• Records to process
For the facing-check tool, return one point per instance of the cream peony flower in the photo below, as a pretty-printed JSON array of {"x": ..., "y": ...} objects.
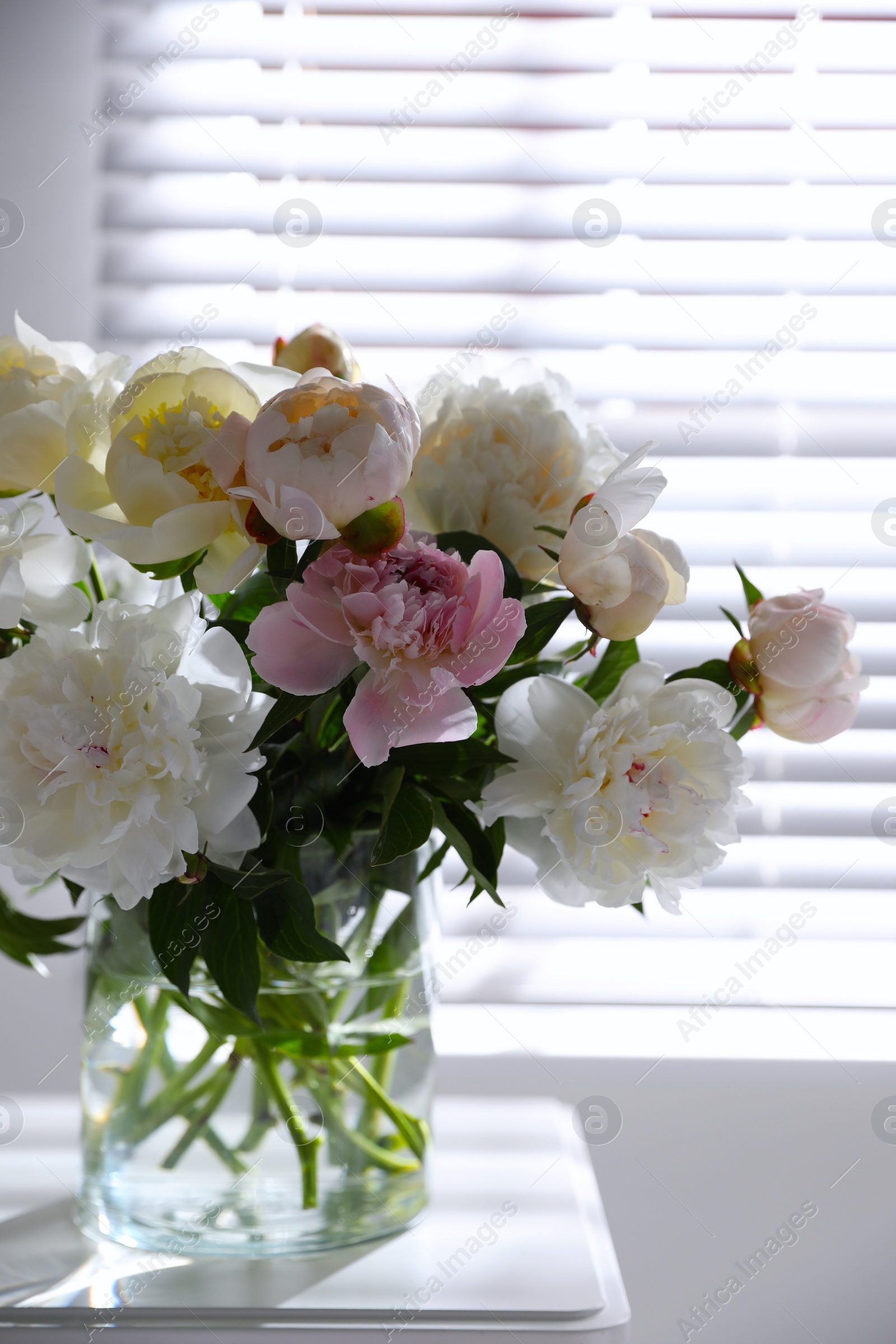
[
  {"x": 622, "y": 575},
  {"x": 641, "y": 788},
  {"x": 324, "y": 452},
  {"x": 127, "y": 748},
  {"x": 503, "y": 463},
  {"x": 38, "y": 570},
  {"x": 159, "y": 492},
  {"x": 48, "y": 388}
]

• Assignment
Retype the material in full, exactly as written, and exclude the pictures.

• Output for this exercise
For the facing-check tool, return one point per instance of the cream peony flower in the photo below, as a pretty-printed JSON array of {"x": ..., "y": ...} objects.
[
  {"x": 622, "y": 575},
  {"x": 641, "y": 788},
  {"x": 324, "y": 452},
  {"x": 127, "y": 748},
  {"x": 503, "y": 463},
  {"x": 38, "y": 570},
  {"x": 159, "y": 492},
  {"x": 48, "y": 388}
]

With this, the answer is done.